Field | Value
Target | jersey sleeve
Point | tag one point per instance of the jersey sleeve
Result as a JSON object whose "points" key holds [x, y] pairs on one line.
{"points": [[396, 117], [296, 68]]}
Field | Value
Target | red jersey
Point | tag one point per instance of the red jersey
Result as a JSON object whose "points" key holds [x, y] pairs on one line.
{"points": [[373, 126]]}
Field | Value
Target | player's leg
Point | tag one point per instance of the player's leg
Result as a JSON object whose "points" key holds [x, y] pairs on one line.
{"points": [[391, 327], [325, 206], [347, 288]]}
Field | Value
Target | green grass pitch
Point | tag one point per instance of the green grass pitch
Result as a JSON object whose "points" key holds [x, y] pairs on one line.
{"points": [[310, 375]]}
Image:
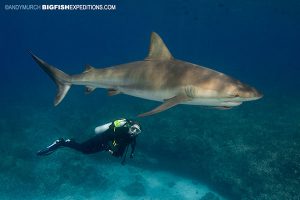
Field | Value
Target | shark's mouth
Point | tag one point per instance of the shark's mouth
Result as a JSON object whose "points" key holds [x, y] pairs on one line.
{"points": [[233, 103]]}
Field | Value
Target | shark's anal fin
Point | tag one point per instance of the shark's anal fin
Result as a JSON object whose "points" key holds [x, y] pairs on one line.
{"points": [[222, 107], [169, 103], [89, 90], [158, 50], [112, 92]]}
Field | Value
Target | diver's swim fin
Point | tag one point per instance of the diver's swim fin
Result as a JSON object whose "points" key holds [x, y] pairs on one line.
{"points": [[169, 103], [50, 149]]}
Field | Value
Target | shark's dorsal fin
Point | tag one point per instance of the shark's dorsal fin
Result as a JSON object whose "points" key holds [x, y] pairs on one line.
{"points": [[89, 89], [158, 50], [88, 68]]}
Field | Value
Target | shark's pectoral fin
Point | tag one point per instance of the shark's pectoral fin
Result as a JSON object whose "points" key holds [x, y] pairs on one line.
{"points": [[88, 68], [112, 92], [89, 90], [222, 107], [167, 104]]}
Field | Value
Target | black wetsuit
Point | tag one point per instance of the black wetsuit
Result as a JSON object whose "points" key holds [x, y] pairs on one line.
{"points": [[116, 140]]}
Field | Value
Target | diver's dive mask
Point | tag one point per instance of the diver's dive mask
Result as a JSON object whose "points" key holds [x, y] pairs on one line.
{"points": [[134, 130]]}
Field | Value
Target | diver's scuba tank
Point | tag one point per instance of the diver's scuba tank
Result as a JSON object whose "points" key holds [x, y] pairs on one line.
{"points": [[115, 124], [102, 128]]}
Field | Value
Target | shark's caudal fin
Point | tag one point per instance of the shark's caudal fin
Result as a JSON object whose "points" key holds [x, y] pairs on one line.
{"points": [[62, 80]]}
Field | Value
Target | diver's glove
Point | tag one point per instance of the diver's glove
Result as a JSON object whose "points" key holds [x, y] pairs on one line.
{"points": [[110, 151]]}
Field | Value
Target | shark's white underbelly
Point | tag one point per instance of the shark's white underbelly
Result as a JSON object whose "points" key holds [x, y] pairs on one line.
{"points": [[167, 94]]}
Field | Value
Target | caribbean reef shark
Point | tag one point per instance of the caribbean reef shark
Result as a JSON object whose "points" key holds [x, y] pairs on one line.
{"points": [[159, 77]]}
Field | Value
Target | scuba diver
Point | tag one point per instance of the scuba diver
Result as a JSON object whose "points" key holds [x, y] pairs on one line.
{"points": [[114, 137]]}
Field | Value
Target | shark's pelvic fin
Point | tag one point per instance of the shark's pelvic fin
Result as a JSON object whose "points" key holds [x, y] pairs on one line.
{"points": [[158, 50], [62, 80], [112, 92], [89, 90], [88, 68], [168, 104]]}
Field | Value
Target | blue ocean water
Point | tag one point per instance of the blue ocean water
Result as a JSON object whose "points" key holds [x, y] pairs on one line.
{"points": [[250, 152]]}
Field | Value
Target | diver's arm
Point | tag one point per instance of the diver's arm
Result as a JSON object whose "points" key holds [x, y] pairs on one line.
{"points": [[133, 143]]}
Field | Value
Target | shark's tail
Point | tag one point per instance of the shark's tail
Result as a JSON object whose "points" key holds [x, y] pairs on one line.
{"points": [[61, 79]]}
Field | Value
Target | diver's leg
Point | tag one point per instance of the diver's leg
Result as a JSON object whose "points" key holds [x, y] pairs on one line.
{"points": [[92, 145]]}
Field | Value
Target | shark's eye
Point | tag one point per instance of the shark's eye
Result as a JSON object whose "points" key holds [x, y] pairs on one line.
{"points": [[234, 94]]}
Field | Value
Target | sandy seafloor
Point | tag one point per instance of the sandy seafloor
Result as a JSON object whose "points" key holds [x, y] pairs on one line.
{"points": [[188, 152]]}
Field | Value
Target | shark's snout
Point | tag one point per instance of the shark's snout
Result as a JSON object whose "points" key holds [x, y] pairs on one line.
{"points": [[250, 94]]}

◆ ◆ ◆ ◆

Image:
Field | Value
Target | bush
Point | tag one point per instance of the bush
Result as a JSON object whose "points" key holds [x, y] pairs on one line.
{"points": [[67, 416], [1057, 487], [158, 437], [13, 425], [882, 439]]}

◆ ◆ ◆ ◆

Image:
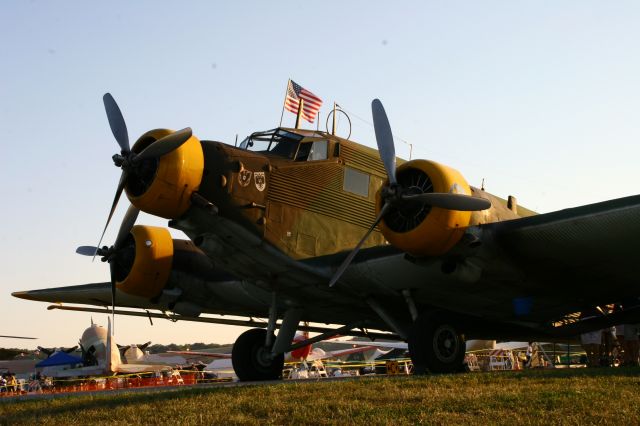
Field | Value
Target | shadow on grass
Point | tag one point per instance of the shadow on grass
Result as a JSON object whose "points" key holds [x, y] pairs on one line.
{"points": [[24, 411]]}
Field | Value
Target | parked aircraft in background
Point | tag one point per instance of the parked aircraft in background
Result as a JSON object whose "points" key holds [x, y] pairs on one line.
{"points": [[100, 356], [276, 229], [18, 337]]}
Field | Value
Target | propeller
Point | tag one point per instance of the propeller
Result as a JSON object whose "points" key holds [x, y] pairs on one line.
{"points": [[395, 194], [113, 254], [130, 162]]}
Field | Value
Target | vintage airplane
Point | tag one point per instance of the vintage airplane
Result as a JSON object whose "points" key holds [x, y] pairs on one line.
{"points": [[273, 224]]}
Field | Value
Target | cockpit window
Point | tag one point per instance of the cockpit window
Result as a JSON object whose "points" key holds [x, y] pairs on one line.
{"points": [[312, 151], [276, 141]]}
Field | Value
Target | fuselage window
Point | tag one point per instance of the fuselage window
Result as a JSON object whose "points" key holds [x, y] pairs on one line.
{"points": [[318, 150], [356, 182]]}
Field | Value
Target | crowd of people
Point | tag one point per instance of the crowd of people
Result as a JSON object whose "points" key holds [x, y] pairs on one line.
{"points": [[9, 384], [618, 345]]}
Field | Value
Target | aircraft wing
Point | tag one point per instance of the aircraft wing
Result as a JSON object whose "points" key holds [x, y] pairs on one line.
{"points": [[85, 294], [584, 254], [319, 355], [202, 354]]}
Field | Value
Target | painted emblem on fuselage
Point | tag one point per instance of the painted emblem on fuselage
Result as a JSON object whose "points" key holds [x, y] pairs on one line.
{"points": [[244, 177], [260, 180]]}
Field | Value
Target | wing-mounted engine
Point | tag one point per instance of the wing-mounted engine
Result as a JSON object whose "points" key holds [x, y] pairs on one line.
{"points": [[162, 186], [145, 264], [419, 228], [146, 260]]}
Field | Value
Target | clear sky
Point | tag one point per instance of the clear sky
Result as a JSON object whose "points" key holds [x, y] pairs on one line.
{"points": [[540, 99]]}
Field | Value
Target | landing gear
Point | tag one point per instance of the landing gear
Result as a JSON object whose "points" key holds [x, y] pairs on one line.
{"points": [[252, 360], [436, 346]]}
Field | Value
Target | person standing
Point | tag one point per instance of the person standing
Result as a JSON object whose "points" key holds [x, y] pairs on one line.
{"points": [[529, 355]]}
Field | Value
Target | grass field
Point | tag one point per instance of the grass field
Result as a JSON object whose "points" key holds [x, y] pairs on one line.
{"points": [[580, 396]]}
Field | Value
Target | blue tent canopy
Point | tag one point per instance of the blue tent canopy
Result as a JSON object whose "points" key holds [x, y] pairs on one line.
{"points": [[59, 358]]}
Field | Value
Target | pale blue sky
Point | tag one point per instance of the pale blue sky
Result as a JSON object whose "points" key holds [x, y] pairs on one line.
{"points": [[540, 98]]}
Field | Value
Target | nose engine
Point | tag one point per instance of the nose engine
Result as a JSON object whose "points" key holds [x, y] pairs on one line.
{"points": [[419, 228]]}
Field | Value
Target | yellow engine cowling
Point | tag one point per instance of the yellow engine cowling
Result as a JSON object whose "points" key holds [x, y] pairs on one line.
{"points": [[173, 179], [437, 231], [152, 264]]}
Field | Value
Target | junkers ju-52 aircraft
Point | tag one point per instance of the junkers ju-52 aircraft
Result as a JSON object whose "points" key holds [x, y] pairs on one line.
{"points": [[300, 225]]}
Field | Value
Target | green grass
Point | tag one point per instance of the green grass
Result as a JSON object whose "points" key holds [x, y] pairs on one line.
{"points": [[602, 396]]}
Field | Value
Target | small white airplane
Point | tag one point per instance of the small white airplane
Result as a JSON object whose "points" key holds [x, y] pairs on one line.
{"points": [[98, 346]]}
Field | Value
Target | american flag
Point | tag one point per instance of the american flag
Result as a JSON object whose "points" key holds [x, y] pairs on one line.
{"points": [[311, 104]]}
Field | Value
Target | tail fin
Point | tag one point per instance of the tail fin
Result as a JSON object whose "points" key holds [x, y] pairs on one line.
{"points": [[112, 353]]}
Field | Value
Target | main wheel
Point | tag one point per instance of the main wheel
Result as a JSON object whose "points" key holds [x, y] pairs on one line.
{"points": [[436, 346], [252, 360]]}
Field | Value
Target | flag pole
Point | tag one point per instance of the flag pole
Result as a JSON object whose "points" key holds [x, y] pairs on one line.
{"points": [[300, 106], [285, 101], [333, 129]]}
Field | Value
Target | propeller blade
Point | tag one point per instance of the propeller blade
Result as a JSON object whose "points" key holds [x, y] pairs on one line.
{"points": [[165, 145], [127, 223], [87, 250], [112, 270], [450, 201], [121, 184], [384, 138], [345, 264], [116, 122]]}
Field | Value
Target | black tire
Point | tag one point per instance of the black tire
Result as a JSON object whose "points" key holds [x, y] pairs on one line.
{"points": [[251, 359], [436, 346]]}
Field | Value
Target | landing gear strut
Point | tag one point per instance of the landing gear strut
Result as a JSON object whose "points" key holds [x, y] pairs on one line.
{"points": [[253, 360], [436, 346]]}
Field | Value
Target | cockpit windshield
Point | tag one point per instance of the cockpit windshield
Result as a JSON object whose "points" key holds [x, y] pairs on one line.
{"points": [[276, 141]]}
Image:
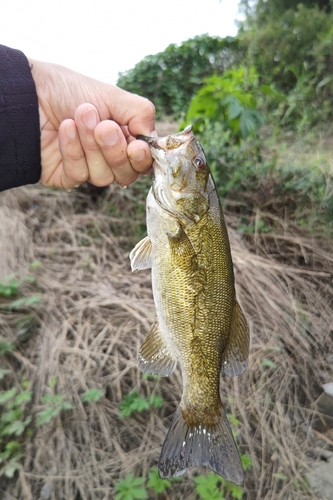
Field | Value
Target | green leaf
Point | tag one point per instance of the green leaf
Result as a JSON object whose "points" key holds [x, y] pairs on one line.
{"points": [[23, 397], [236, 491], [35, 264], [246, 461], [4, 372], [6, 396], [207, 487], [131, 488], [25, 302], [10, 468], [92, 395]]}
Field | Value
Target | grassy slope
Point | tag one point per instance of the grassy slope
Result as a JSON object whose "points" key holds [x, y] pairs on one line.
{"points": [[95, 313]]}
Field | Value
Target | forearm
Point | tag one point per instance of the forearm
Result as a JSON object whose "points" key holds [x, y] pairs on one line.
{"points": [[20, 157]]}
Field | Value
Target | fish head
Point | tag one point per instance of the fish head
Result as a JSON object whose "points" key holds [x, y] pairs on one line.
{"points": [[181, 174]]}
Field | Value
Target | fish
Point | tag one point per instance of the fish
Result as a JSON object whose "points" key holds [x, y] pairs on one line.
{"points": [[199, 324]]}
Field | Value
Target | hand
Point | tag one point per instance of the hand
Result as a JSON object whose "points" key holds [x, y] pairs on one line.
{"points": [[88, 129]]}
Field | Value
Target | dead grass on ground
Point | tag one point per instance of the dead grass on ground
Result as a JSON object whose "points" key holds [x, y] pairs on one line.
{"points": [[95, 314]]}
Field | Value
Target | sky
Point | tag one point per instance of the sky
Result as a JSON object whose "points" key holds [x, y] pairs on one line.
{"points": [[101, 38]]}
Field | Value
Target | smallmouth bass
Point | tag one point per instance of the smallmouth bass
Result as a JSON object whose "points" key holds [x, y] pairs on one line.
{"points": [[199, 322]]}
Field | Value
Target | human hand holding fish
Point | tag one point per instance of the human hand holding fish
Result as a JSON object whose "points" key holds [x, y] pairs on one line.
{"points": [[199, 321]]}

◆ ◆ ◆ ◆

• Work request: Go through the records above and copy every line with the word "junkers".

• Result:
Target | junkers ju-52 aircraft
Point | tag one point per instance of the junkers ju-52 aircraft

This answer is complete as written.